Substitute "single point" for every "single dot" in the lines below, leaving everything else as it is.

Coordinate annotation entries:
** Begin **
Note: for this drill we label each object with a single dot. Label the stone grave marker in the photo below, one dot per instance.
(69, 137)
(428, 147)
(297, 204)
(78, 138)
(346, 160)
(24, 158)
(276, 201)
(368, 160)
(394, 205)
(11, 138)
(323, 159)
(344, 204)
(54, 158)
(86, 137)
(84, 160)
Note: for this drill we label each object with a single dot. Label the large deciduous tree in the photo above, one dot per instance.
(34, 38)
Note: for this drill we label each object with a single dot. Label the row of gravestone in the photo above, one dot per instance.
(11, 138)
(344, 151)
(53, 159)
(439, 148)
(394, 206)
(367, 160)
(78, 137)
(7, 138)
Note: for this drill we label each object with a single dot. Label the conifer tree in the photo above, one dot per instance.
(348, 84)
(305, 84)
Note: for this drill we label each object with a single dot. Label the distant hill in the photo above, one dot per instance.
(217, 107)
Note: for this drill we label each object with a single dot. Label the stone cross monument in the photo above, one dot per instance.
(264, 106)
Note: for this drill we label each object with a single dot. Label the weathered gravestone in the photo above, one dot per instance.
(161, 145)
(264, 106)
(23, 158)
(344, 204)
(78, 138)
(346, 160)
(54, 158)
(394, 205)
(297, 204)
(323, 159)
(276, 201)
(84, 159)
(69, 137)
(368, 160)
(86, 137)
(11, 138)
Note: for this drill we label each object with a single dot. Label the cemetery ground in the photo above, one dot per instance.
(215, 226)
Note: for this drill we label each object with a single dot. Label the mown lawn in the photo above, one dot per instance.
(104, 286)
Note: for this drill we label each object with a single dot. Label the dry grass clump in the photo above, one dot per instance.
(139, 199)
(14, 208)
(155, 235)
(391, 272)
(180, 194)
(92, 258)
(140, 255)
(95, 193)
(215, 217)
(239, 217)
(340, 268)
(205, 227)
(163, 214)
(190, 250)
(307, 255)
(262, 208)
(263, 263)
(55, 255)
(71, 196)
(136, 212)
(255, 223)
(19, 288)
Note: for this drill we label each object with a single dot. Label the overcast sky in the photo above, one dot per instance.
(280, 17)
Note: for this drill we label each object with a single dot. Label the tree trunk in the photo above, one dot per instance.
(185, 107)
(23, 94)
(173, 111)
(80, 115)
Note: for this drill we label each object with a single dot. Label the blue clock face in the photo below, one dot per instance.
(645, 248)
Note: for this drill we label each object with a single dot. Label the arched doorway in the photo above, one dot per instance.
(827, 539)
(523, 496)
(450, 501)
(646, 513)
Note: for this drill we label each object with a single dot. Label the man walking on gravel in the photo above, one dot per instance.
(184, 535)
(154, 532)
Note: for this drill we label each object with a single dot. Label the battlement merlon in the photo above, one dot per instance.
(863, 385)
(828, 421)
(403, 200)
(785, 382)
** End **
(Exercise result)
Note: for this drill we label each object with a single point. Label the stone grave marker in the photo below, one dot per instance.
(69, 137)
(428, 147)
(297, 204)
(78, 138)
(346, 160)
(24, 158)
(276, 201)
(368, 160)
(394, 205)
(11, 138)
(323, 159)
(344, 204)
(54, 158)
(86, 137)
(84, 160)
Note: for this drill we label each object with a single point. Label the large deciduous tree in the photo above, one dot per instance.
(34, 38)
Note: for this drill we label each object with a single point. Label the row of gravestone in the photo above, one dot per instance.
(11, 138)
(344, 151)
(53, 159)
(439, 148)
(394, 206)
(367, 160)
(78, 137)
(7, 138)
Note: for this drill we label each object with a single point. Label the conifer tree in the photo above, one dot per instance.
(348, 84)
(305, 84)
Note: for this drill we label each object with a single point. Label the distant hill in the photo above, one dot per instance.
(217, 107)
Note: for this drill we label each object with a single point. Label the stone cross monument in the photo above, one dot per instance.
(264, 106)
Note: for this drill we label each object with a single point. Label the weathered gravestone in the photo above, one dot per instance.
(161, 145)
(264, 106)
(23, 158)
(344, 204)
(78, 138)
(346, 160)
(54, 158)
(394, 205)
(297, 204)
(323, 159)
(276, 201)
(84, 159)
(69, 137)
(368, 160)
(86, 137)
(11, 138)
Note: for this drill we label each object with a single point. Label the cemetery ground in the photo above, one dot per instance.
(215, 226)
Note: for this drill we label each object with a single point. Label the mown lawn in the photo above, one dot per instance.
(104, 286)
Note: for this drill we label each object with a single point. Label the dry grass clump in the photo above, one dot per instance.
(139, 199)
(14, 208)
(155, 235)
(391, 272)
(180, 194)
(92, 258)
(140, 255)
(95, 193)
(215, 217)
(239, 217)
(340, 268)
(205, 227)
(163, 214)
(190, 250)
(307, 255)
(262, 208)
(263, 263)
(55, 255)
(71, 196)
(136, 212)
(255, 223)
(19, 288)
Note: for this drill we label each object with a single point. Label the overcast sky in the photo above, one dot per instance.
(280, 17)
Note: for this drill we label each object with a single point. Label the tree trunk in the photo above, one dot per instance.
(185, 107)
(23, 94)
(173, 111)
(80, 115)
Note: for this drill we label each object with a single point. Label the blue clock face in the photo below, one dot per instance.
(645, 248)
Note: for this drill we label each object with a single point. Label the arched doorway in the photo above, one dot per instance.
(827, 539)
(523, 496)
(450, 501)
(646, 513)
Note: for this drill we label each object with a single point. Label the man walking on gravel in the photo above, one dot per instance.
(184, 535)
(154, 532)
Note: for this drill we label each object with a single point. Label the battlement merlon in the photo above, one dot per instance.
(863, 385)
(828, 421)
(403, 200)
(785, 382)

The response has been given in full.